- **REQUIREMENTS**:
Lay out every line of the items below as a Markdown table with the columns "Row" and "Line". Skip blank lines and leave out the pictures.

[start PROVIDED MATERIAL]

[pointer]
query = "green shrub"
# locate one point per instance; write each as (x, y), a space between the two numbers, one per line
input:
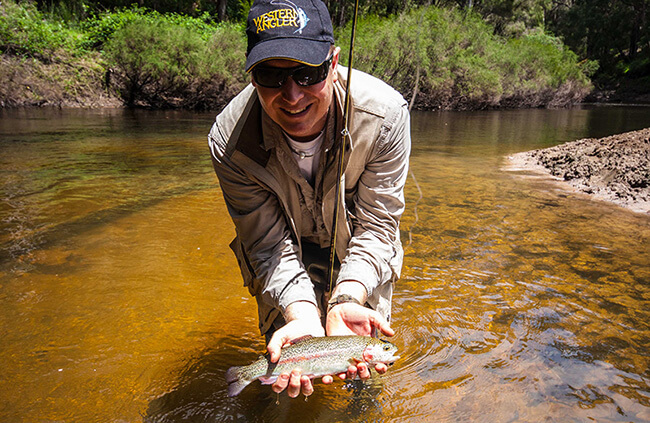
(457, 60)
(24, 31)
(100, 28)
(169, 65)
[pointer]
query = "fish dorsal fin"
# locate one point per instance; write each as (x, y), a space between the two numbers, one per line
(300, 339)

[end PROVIDED MATERIAL]

- **THE OUTPUT**:
| Row | Line |
|---|---|
| 1 | [pointer] |
| 2 | query = "green shrub" |
| 3 | # locate one point per instance; write each as (x, y), a space between the two numbers, one per line |
| 4 | input: |
| 5 | (457, 60) |
| 6 | (24, 31) |
| 7 | (100, 28) |
| 8 | (169, 65) |
| 9 | [pointer] |
| 10 | query = "fish dorsal fin" |
| 11 | # locate one point per instance; write each as (x, y), a space between the two numbers, one per line |
| 12 | (300, 339) |